[What is expected]
Using the listing below, report how many lines contain the word "resolution" and give no other words.

[Data to process]
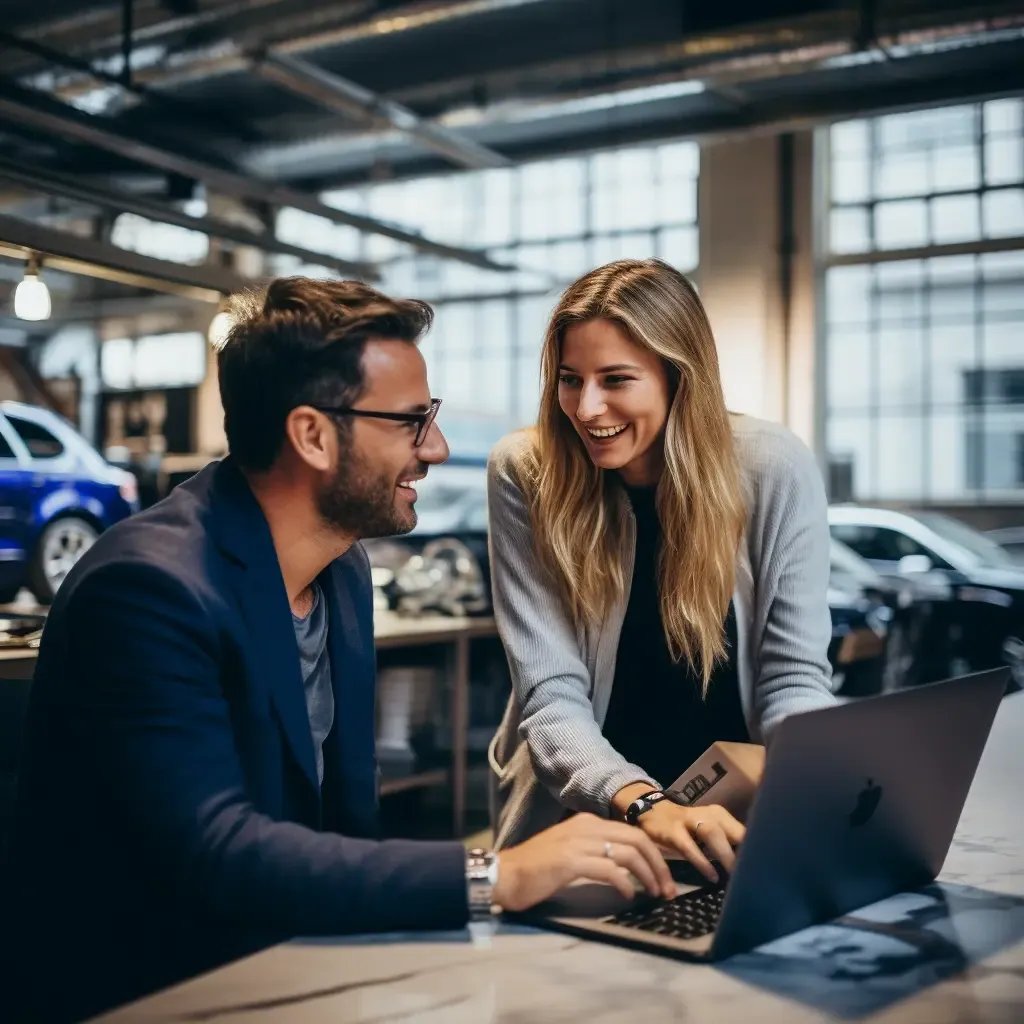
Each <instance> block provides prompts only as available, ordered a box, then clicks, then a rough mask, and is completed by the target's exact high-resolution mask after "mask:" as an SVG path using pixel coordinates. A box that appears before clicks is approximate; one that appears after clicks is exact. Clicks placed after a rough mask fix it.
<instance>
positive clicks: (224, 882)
mask: <svg viewBox="0 0 1024 1024" xmlns="http://www.w3.org/2000/svg"><path fill="white" fill-rule="evenodd" d="M318 582H319V584H321V586H322V588H323V592H324V594H325V595H326V596H327V601H328V608H329V616H330V617H329V624H330V625H329V629H328V637H329V653H330V658H331V670H332V677H333V682H334V691H335V707H336V713H335V725H334V728H333V730H332V732H331V734H330V736H329V737H328V739H327V742H326V743H325V770H324V784H323V788H321V786H319V785H318V784H317V780H316V769H315V762H314V755H313V746H312V738H311V735H310V729H309V719H308V716H307V712H306V706H305V697H304V692H303V685H302V678H301V671H300V668H299V657H298V648H297V645H296V640H295V633H294V629H293V626H292V618H291V614H290V608H289V603H288V597H287V594H286V592H285V586H284V582H283V580H282V577H281V570H280V567H279V563H278V560H276V555H275V552H274V549H273V545H272V541H271V538H270V531H269V529H268V527H267V524H266V520H265V519H264V517H263V514H262V512H261V510H260V508H259V505H258V504H257V503H256V501H255V499H254V498H253V495H252V492H251V490H250V488H249V486H248V483H247V482H246V480H245V477H244V476H243V475H242V473H241V472H240V471H239V470H238V468H237V467H236V466H234V465H233V463H232V462H231V460H230V459H227V460H225V461H224V462H221V463H218V464H215V465H213V466H210V467H207V468H206V469H204V470H203V471H202V472H201V473H199V474H198V475H197V476H195V477H194V478H193V479H190V480H189V481H187V482H186V483H183V484H181V485H180V486H179V487H177V488H176V489H175V490H174V492H173V493H172V494H171V495H170V497H168V498H167V499H166V500H165V501H163V502H161V503H160V504H159V505H156V506H154V507H153V508H152V509H148V510H147V511H145V512H142V513H141V514H139V515H137V516H134V517H133V518H131V519H128V520H126V521H125V522H123V523H121V524H119V525H117V526H115V527H114V528H113V529H111V530H109V531H108V532H106V534H104V535H103V536H102V537H100V538H99V540H98V541H97V543H96V544H95V545H94V546H93V548H92V549H91V550H90V551H89V552H88V553H87V554H86V555H85V557H84V558H83V559H82V560H81V561H80V562H79V564H78V565H77V566H76V567H75V569H74V570H73V571H72V573H71V574H70V575H69V577H68V579H67V581H66V582H65V584H63V586H61V588H60V590H59V592H58V594H57V597H56V600H55V601H54V603H53V607H52V609H51V611H50V614H49V618H48V622H47V625H46V630H45V633H44V636H43V642H42V647H41V650H40V657H39V664H38V668H37V671H36V678H35V682H34V685H33V690H32V695H31V701H30V708H29V714H28V723H27V735H26V738H25V748H24V754H23V759H22V768H20V773H19V785H18V801H17V810H16V814H15V822H14V830H13V837H12V850H11V861H12V862H11V868H10V870H11V873H10V874H9V876H8V877H9V878H10V879H12V880H13V881H14V882H15V885H16V889H15V896H16V900H15V906H14V913H13V914H12V919H11V924H13V925H14V939H15V942H16V943H17V947H18V950H19V952H20V954H22V956H20V965H19V975H20V976H22V977H23V978H24V979H26V980H27V981H28V985H27V986H26V987H27V988H28V989H29V992H30V998H32V999H33V1000H34V1001H35V1006H36V1010H37V1012H38V1013H40V1015H41V1016H52V1017H55V1018H59V1017H69V1018H74V1017H81V1016H83V1015H84V1014H86V1013H94V1012H96V1011H98V1010H100V1009H103V1008H105V1007H109V1006H113V1005H116V1004H118V1002H122V1001H125V1000H126V999H129V998H132V997H134V996H136V995H138V994H140V993H142V992H145V991H150V990H153V989H155V988H157V987H161V986H164V985H167V984H169V983H171V982H173V981H176V980H178V979H180V978H183V977H186V976H188V975H191V974H196V973H198V972H200V971H203V970H207V969H209V968H211V967H213V966H215V965H217V964H220V963H223V962H225V961H227V959H230V958H233V957H236V956H239V955H242V954H245V953H248V952H251V951H252V950H253V949H255V948H259V947H260V946H263V945H267V944H269V943H272V942H275V941H278V940H280V939H282V938H285V937H288V936H293V935H299V934H313V933H340V932H362V931H379V930H392V929H412V928H424V929H428V928H453V927H461V926H462V925H464V924H465V922H466V919H467V901H466V885H465V855H464V851H463V848H462V846H461V845H460V844H459V843H423V842H419V843H417V842H406V841H387V842H383V843H381V842H377V841H375V840H373V839H372V837H373V836H374V835H375V833H376V829H377V810H378V807H377V772H376V758H375V750H374V684H375V652H374V640H373V602H372V588H371V583H370V569H369V563H368V561H367V557H366V554H365V552H364V551H362V549H361V548H360V547H359V545H354V546H353V547H352V548H351V549H350V550H349V552H348V553H347V554H346V555H345V556H344V557H342V558H339V559H338V560H337V561H336V562H334V563H333V564H332V565H330V566H329V567H328V568H327V569H326V570H325V572H324V573H323V575H322V577H321V578H319V581H318ZM33 969H38V970H35V971H34V970H33ZM47 989H48V990H47Z"/></svg>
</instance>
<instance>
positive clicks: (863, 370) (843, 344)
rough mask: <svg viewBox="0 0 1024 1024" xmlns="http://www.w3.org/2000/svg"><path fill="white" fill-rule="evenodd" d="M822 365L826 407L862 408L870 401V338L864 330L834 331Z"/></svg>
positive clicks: (830, 407) (843, 408) (844, 409)
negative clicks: (825, 399)
mask: <svg viewBox="0 0 1024 1024" xmlns="http://www.w3.org/2000/svg"><path fill="white" fill-rule="evenodd" d="M825 367H826V376H827V382H828V383H827V387H828V392H827V397H828V408H829V409H838V410H853V409H856V410H862V409H866V408H868V407H869V406H870V404H871V403H872V388H871V377H870V367H871V339H870V336H869V335H868V334H867V333H866V332H864V331H856V330H853V331H842V330H834V331H833V332H831V334H830V335H829V337H828V351H827V353H826V356H825Z"/></svg>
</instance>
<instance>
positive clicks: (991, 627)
mask: <svg viewBox="0 0 1024 1024" xmlns="http://www.w3.org/2000/svg"><path fill="white" fill-rule="evenodd" d="M828 525H829V529H830V530H831V535H833V537H834V538H835V539H836V540H838V541H842V542H843V543H844V544H846V545H847V546H848V547H850V548H853V550H854V551H855V552H857V554H858V555H860V556H861V558H863V559H864V560H865V561H867V562H868V564H870V565H871V566H872V567H873V568H874V569H877V570H878V571H879V572H881V573H882V574H883V575H885V577H889V578H890V579H892V578H897V579H902V580H909V581H912V582H913V583H914V585H915V587H918V588H919V589H920V591H921V593H924V594H927V596H928V598H929V599H930V600H932V601H941V600H942V598H943V596H944V597H945V602H944V603H945V607H944V611H943V629H942V631H941V634H940V635H939V636H938V637H937V642H938V643H944V644H946V649H945V650H944V651H943V652H942V654H943V656H944V657H945V658H946V664H947V667H948V672H949V674H961V673H965V672H973V671H980V670H982V669H989V668H994V667H996V666H999V665H1007V666H1009V667H1010V669H1011V670H1012V672H1013V676H1014V679H1015V682H1016V683H1017V685H1018V686H1024V568H1021V567H1020V566H1019V565H1017V564H1015V563H1014V560H1013V558H1012V556H1011V555H1010V553H1009V552H1008V551H1006V550H1004V549H1002V548H1000V547H999V545H998V544H996V543H995V542H994V541H992V540H990V539H989V538H987V537H985V535H984V534H981V532H980V531H979V530H976V529H974V528H973V527H972V526H969V525H967V523H964V522H961V521H959V520H958V519H953V518H952V517H950V516H947V515H943V514H941V513H938V512H929V511H897V510H894V509H884V508H865V507H861V506H857V505H836V506H833V507H831V508H829V510H828Z"/></svg>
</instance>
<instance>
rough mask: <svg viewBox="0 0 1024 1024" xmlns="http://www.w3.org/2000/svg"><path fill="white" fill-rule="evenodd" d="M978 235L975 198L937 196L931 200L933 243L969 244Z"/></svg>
mask: <svg viewBox="0 0 1024 1024" xmlns="http://www.w3.org/2000/svg"><path fill="white" fill-rule="evenodd" d="M980 234H981V224H980V222H979V216H978V197H977V196H939V197H936V198H935V199H933V200H932V241H933V242H936V243H939V244H941V243H944V242H970V241H971V240H972V239H977V238H979V237H980Z"/></svg>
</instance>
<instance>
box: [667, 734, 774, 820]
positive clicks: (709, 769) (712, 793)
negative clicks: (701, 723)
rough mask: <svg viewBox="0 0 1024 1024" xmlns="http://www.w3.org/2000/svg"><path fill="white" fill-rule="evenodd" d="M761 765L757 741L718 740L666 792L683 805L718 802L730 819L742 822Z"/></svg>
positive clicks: (689, 805) (752, 794) (761, 761)
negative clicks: (737, 819)
mask: <svg viewBox="0 0 1024 1024" xmlns="http://www.w3.org/2000/svg"><path fill="white" fill-rule="evenodd" d="M764 768H765V749H764V748H763V746H762V745H761V744H760V743H733V742H726V741H725V740H719V741H718V742H714V743H712V744H711V746H709V748H708V750H707V751H705V752H703V754H701V755H700V757H698V758H697V759H696V761H694V762H693V764H691V765H690V766H689V768H687V769H686V771H684V772H683V773H682V775H680V776H679V778H677V779H676V781H675V782H673V783H672V785H671V786H669V787H668V788H667V790H666V793H667V794H668V795H669V797H670V799H672V800H673V801H675V802H676V803H677V804H682V805H683V806H685V807H699V806H701V805H703V804H721V805H722V806H723V807H724V808H725V809H726V810H727V811H728V812H729V813H730V814H732V816H733V817H734V818H737V819H738V820H739V821H745V820H746V814H748V811H750V808H751V803H752V802H753V800H754V794H755V792H756V791H757V787H758V785H759V784H760V782H761V776H762V774H763V773H764Z"/></svg>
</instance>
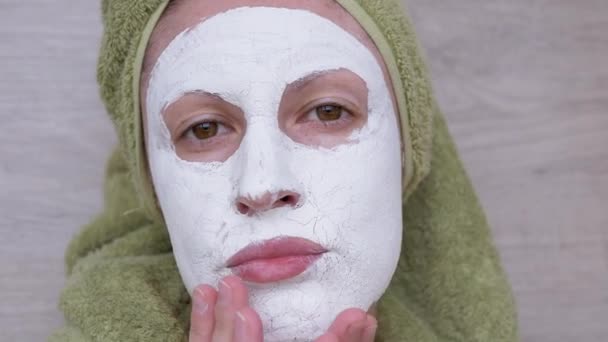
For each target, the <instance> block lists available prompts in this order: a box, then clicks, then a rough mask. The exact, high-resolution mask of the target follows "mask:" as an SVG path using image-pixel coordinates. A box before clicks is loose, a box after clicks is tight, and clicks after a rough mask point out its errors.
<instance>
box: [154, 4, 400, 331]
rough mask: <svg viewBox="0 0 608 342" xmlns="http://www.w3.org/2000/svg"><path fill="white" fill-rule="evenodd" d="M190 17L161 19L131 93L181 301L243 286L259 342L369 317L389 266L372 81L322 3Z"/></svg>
mask: <svg viewBox="0 0 608 342" xmlns="http://www.w3.org/2000/svg"><path fill="white" fill-rule="evenodd" d="M202 3H206V1H202V2H201V1H186V2H182V3H180V4H178V5H177V6H176V7H175V8H173V9H172V10H171V11H170V12H169V13H168V14H166V16H165V18H164V19H163V20H162V21H161V23H160V24H159V26H158V27H157V30H156V33H155V35H162V36H160V37H157V36H155V35H153V37H152V42H153V43H152V44H151V46H150V49H149V51H148V56H147V62H148V63H150V64H151V65H152V63H153V67H152V68H151V69H150V71H149V73H145V74H144V77H143V80H142V82H144V84H143V87H142V88H143V92H142V105H143V106H142V107H143V108H144V112H145V120H144V129H145V133H146V150H147V157H148V161H149V166H150V172H151V175H152V179H153V183H154V187H155V191H156V194H157V196H158V200H159V203H160V206H161V209H162V212H163V215H164V218H165V221H166V224H167V227H168V229H169V233H170V236H171V242H172V245H173V251H174V254H175V258H176V261H177V264H178V267H179V270H180V273H181V275H182V278H183V280H184V283H185V285H186V287H187V288H188V290H189V291H192V289H193V288H194V287H196V286H197V285H199V284H202V283H207V284H213V285H214V284H216V283H217V282H218V281H219V279H221V278H222V277H223V276H226V275H229V274H237V275H239V276H241V277H242V278H243V279H244V280H245V281H246V282H248V283H249V285H250V293H251V304H252V307H253V308H254V309H255V310H256V311H257V312H258V313H259V314H260V316H261V318H262V321H263V322H264V323H265V327H264V328H265V336H266V338H267V340H269V341H280V340H285V339H286V338H288V337H293V336H302V337H308V336H311V335H313V334H314V333H316V332H318V331H321V330H325V329H326V328H327V327H328V326H329V324H330V323H331V322H332V320H333V319H334V318H335V317H336V315H337V314H338V313H339V312H341V311H342V310H344V309H346V308H349V307H359V308H362V309H367V308H369V306H370V305H371V304H372V303H373V302H374V301H376V300H377V299H378V298H379V297H380V296H381V295H382V293H383V292H384V291H385V289H386V287H387V286H388V283H389V281H390V279H391V277H392V274H393V272H394V270H395V267H396V264H397V260H398V257H399V252H400V245H401V233H402V220H401V189H402V187H401V151H400V138H399V129H398V127H399V126H398V121H397V116H396V113H395V109H394V108H395V107H394V103H393V101H392V98H393V97H392V94H391V90H390V87H389V86H388V82H387V81H386V77H385V76H386V73H385V72H384V66H383V63H382V62H381V59H379V58H378V56H379V54H378V53H377V51H376V50H375V48H373V45H370V43H371V42H369V40H368V39H367V38H366V36H365V33H364V32H362V31H361V28H360V27H359V26H358V25H357V24H356V22H354V20H353V19H352V18H351V17H350V16H349V15H348V14H347V13H345V12H344V11H343V10H342V9H341V8H340V7H339V6H338V5H336V4H335V3H334V2H329V1H328V2H325V1H314V2H313V1H306V2H304V1H301V4H300V1H255V2H254V1H222V2H221V4H218V3H220V2H211V1H210V2H209V4H205V5H202ZM278 4H280V5H281V7H277V5H278ZM245 5H249V6H252V5H253V6H254V7H244V6H245ZM160 28H162V29H160ZM167 31H169V32H173V34H168V33H167ZM161 32H163V33H161ZM179 32H181V33H179ZM168 36H170V37H168ZM366 39H367V40H366ZM165 42H166V43H165ZM155 49H156V50H159V51H156V50H155ZM150 61H152V62H150Z"/></svg>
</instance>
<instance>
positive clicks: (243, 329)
mask: <svg viewBox="0 0 608 342" xmlns="http://www.w3.org/2000/svg"><path fill="white" fill-rule="evenodd" d="M234 335H235V340H236V341H246V337H247V321H246V320H245V316H244V315H243V314H242V313H240V312H239V311H237V312H236V320H235V332H234Z"/></svg>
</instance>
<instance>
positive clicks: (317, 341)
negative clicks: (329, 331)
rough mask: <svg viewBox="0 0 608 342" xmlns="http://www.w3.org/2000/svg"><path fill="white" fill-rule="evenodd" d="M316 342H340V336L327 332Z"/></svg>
mask: <svg viewBox="0 0 608 342" xmlns="http://www.w3.org/2000/svg"><path fill="white" fill-rule="evenodd" d="M315 342H340V339H339V338H338V336H336V335H335V334H334V333H332V332H327V333H325V334H323V335H321V336H319V338H317V339H316V340H315Z"/></svg>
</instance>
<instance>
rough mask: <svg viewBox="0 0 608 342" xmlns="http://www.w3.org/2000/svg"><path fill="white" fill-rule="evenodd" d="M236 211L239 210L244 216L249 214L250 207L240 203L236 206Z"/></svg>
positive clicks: (244, 203)
mask: <svg viewBox="0 0 608 342" xmlns="http://www.w3.org/2000/svg"><path fill="white" fill-rule="evenodd" d="M236 210H238V211H239V213H241V214H243V215H248V214H249V206H247V205H246V204H245V203H242V202H239V203H237V204H236Z"/></svg>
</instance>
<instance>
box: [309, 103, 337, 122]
mask: <svg viewBox="0 0 608 342" xmlns="http://www.w3.org/2000/svg"><path fill="white" fill-rule="evenodd" d="M315 110H316V112H317V117H318V118H319V120H321V121H336V120H339V119H340V117H341V116H342V110H343V108H342V107H341V106H338V105H322V106H319V107H317V108H316V109H315Z"/></svg>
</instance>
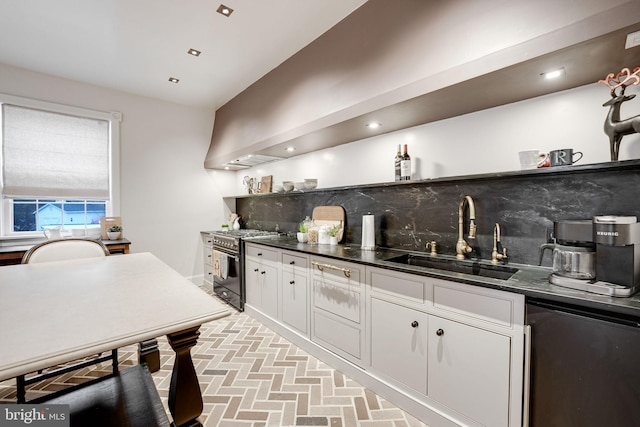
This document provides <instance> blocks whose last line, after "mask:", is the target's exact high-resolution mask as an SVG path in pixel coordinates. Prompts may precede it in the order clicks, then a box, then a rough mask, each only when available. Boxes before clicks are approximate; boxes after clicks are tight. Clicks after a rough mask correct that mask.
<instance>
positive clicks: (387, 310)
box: [371, 298, 429, 395]
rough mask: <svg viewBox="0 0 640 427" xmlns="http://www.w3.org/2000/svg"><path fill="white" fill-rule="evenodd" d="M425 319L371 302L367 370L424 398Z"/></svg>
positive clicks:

[Task answer]
3